» **TEXT PASSAGE**
========================================================================

Appellants argue that appellees' request under § 35-6-100 violated the pretrial order that had been reached among the parties and approved by the trial court. Appellants state that the pretrial order incorporated a settlement agreement whereby it was "understood" that there would be a public sale. If that was the case, it is not reflected in the record. The pretrial order of October 30, 1980, provides, in pertinent part:

3. At trial the court will dismiss the bill to quiet title filed by the Slaughters and grant the counterclaim filed by the heirs of Mary Johnson and James Johnson for a sale of the property and a division of the sale proceeds.

Nowhere in the pretrial order do we find an agreement specifying that the properties would be sold at a public sale. The pretrial order and record are, in fact, silent as to the manner in which the sale would be accomplished. Even in the absence of § 35-6-100, the agreement as encompassed in the pretrial order would not allow appellants the result they seek. Where a sale for division is appropriate, the trial court could order either a public or private sale. Deverell v. Horton, 285 Ala. 588, 234 So. 2d 879 (1970); Copeland v. Giles, 271 Ala. 302, 123 So. 2d 147 (1960). Thus, before § 35-6-100 was enacted, the trial court could order either a public or private sale in a sale for division. After that statute was enacted, a proper request mandated a sale in accordance with its provisions. Prince v. Hunter, *1380 388 So. 2d 546 (Ala.1980). Because the record discloses no agreement to the contrary, we find that appellees properly invoked § 35-6-100.

Next, appellants theorize that because a pretrial order governs the course of further action, it was error for the trial court to allow the sale for division pursuant to § 35-6-100 without amending it. We agree that a pretrial order may govern the future course of litigation in the action before the trial court. Currie v. Great Central Insurance Company, 374 So. 2d 1330 (Ala.1979); Hardy v. Sawyer, 352 So. 2d 1104 (Ala.1977). The problem with appellants' reasoning is that as the pretrial order stood, it lacked a provision for the manner of sale of the properties. Clearly, a further order of the trial court was necessary. When the trial court ruled favorably to appellees' motions to invoke § 35-6-100, over appellants' objections, it provided a means for effecting the sale through its order. Because we have decided already that appellees could invoke § 35-6-100, we find no error in the trial court's order allowing them to invoke it. Nevertheless, appellants argue further that the trial court's order allowing § 35-6-100 to be applied to this case was erroneous because it did not actually amend the existing pretrial order. Assuming, without deciding, that it was necessary to formally amend the existing pretrial order, we still cannot agree with appellants' contention that reversible error occurred. If it was error not to formally amend the pretrial order, it was merely an error in a matter of form and harmless error under the facts of this case. The record fails to show, and no one could contend seriously, that such an alleged error in form prejudiced any party. We, therefore, find appellants' arguments on this issue to be without merit.

========================================================================

» **GIVEN DATA**
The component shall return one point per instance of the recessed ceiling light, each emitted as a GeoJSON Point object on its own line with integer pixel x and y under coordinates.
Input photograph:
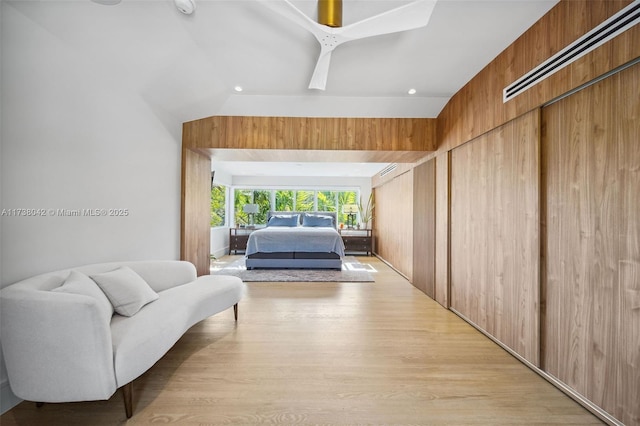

========================================================================

» **ACTIONS TO TAKE**
• a. Do the following statements agree with the court opinion on the sale for division? (i) The pretrial order specifies that the properties would be sold at a public sale. (ii) Before § 35-6-100 was enacted, the trial court could order either a public or private sale in a sale for division. (iii) The court held that failing to formally amend the pretrial order was reversible error. For each, answer yes or no and quote the deciding words.
• b. Render this sentence from the court opinion on the sale for division in Spanish: "The problem with appellants' reasoning is that as the pretrial order stood, it lacked a provision for the manner of sale of the properties."
• c. Please continue the court opinion on the sale for division from its last sentence.

» **ANSWER LIST**
• a.
(i) No: "Nowhere in the pretrial order do we find an agreement specifying that the properties would be sold at a public sale."
(ii) Yes: "Thus, before § 35-6-100 was enacted, the trial court could order either a public or private sale in a sale for division."
(iii) No: "If it was error not to formally amend the pretrial order, it was merely an error in a matter of form and harmless error under the facts of this case."

• b. El problema con el razonamiento de los apelantes es que, tal como estaba la orden previa al juicio, carecía de una disposición sobre la forma de venta de las propiedades.

• c.
Finally, appellants contend that appellees are not within the class entitled to invoke the provisions of § 35-6-100. Appellants insist that Griffin and Sawyer, by seeking a partition or sale for division of the surface rights of one of the parcels of property through their amended complaint in November 1979, and by agreeing ultimately to the sale for division at the pretrial conference, took themselves out of the class entitled to assert § 35-6-100. They theorize, in effect, that Griffin and Sawyer, by their actions, have placed themselves in the position of those petitioning for a sale for division of the properties. If appellants' theory is sound, appellees arguably would not be entitled to invoke § 35-6-100. However, considering appellants' theory, we observe that it was appellants, or their predecessors in title, who originally petitioned for the sale for division of the disputed properties. Although appellees did seek a sale for division of the surface rights of one of the parcels of property, we note that the parties, as reflected in the pretrial order, agreed that the quiet title action filed by appellees' predecessors in title would be dismissed and that the "counterclaim" of appellants' predecessors in title seeking the sale for division would be granted. The pretrial order in this case superseded appellees' earlier pleading requesting a sale for division of one of the parcels of property. Currie v. Great Central Insurance Company, supra. At the time that appellees invoked § 35-6-100, appellants were clearly the "petitioners" under that statute. To characterize them otherwise would be an unfair interpretation of the facts of this case.

Appellants' contention that appellees lost their right to invoke § 35-6-100, by agreeing to a sale for division at the pretrial conference, likewise, is without merit. To hold that appellees, who had the status of respondents to appellants' petition for sale for division, could not agree to the sale without losing the benefit of the statute would serve only to encourage full litigation of such actions, and would discourage compromise and pretrial settlement. The result urged by appellants cannot be sanctioned.

Citing Ragland v. Walker, 387 So. 2d 184 at 185, (Ala.1980), appellants insist that because the purpose of § 35-6-100 is to preserve estates, appellees are not entitled to the benefit of its provisions. They maintain *1381 that because appellees' title to the disputed properties derives from a 1927 sheriff's sale, and because they are not heirs of the Johnsons, the original owners, appellees cannot invoke the statute. We disagree. This court noted in Ragland v. Walker, supra, that preservation of family estates by preventing title from passing to a stranger is a purpose of § 35-6-100. However, neither this court nor the statute has limited its application solely to family estate situations. By the wording of the statute, it applies to "any property, real or personal held by joint owners or tenants in common...." § 35-6-100 (emphasis added). Appellants' restrictive interpretation is unsupported by this court's decisions and the language employed in the statute. We, therefore, decline to further consider their argument. The parties agreed, as reflected in the pretrial order, that appellees are tenants in common in the disputed properties. Consequently, we hold that they are within the class entitled to invoke § 35-6-100.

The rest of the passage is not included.